La guerre de l’hyperlien n’aura pas lieu
Réflexion sur la « Libre expression »

Evolution inter-nautique
Depuis le début du confinement, les nombreuses listes de diffusion auxquelles j’ai confié mes coordonnées, ont vu augmenter considérablement le nombre de messages m’invitant à cliquer sur un hyperlien. Outre la calamité que représente les redondances, certains expéditeurs ne se fendent même plus d’écrire un texte d’accompagnement donnant leur opinion quant à ce qu’il propose à ma lecture. Au début de cette évolution inter-nautique, je cliquais.
Aujourd’hui, dans ce fatras d’informations, beaucoup trop anxiogènes en cette période de pandémie, je zappe. Après un tri sélectif, je jette à la poubelle, voire je classe l’expéditeur en pourriel. Allez, hop ! Aux oubliettes !
Basta, je me suis donc insoumis à cette consommation de l’hyperlien, que j’ai hélas pratiqué aussi, je ne le cache pas. Alors je le dis et l’écris, je ne veux pas être un robot au service d’un système dit « de progrès » :
BASTA, ça suffit de l’hyper-liaison qui fait perdre tout lien social sous prétexte d’informer
NON aux diktats du like et du pouce bleu levé, s’il n’y a, au minimum, la possibilité d’un un-like et d’un pouce en bas.
HALTE à cette novlangue iconique !

--- Extrait des données ---

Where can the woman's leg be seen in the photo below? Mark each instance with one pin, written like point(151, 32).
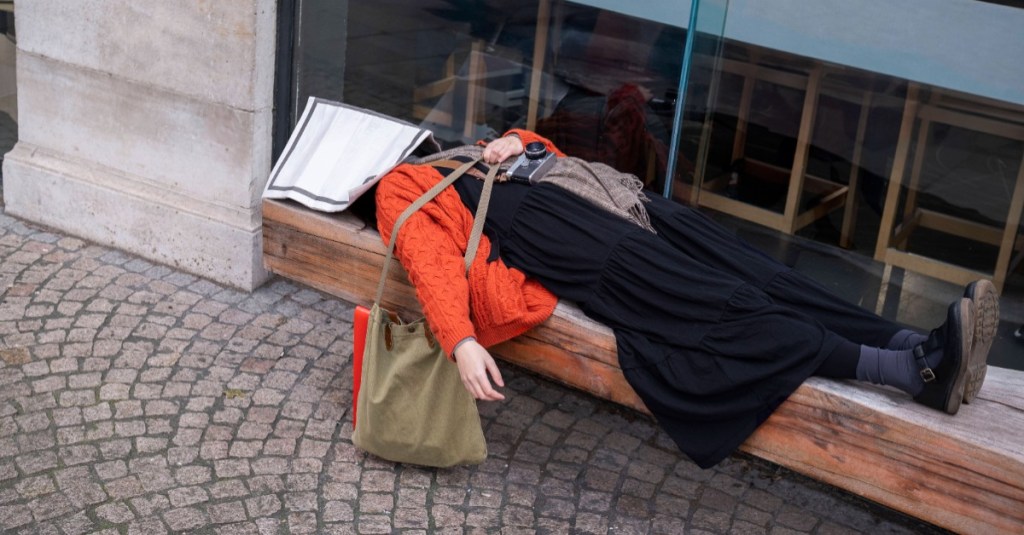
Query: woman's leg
point(715, 246)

--- À faire ---
A) Dans le texte sur l'hyperlien, depuis quand les messages invitant à cliquer sur un hyperlien ont-ils beaucoup augmenté ?
B) Poursuivez le texte sur l'hyperlien après sa dernière phrase.

--- Corrigé ---
A) Depuis le début du confinement.

B)
La locution « expression libre » a glissé sous mes doigts
Arrivé à ce point de ma diatribe matutinale, la locution « expression libre » a glissé sous mes doigts (oui, je travaille à l’ancienne, je brouillonne, de prime abord, avec stylo et papier).
Dans cette locution, il y a expression. Le dico des synonymes me propose, dans l’ordre d’apparition à l’image
=> Mimique : ne ferai-je point le singe derrière ma plume et mon clavier ?
=> Émanation : ça reste vaporeux
=> Incarnation : serait-ce corporel ?
Au secours ! J’arrête là ma liste, même pas à la Prévert
Juxtaposé à expression, l’adjectif libre. Hou, là, là, vais-je m’accouder au zinc du café du commerce ?
Ouais, le liberté naît dans le retrait de toutes les règles ; ça fleure bon les libéraux avancés ça, non ? Toute les règles sauf celle de la loi de l’offre et de la demande !
Oui, parce qu’il y a une loi qui dit qu’il y a toujours une exception qui confirme la règle. Hors cette loi ne connaît pas d’exception. Cette dernière exception, est donc l’exception à la loi qui dit …. là tu débloques.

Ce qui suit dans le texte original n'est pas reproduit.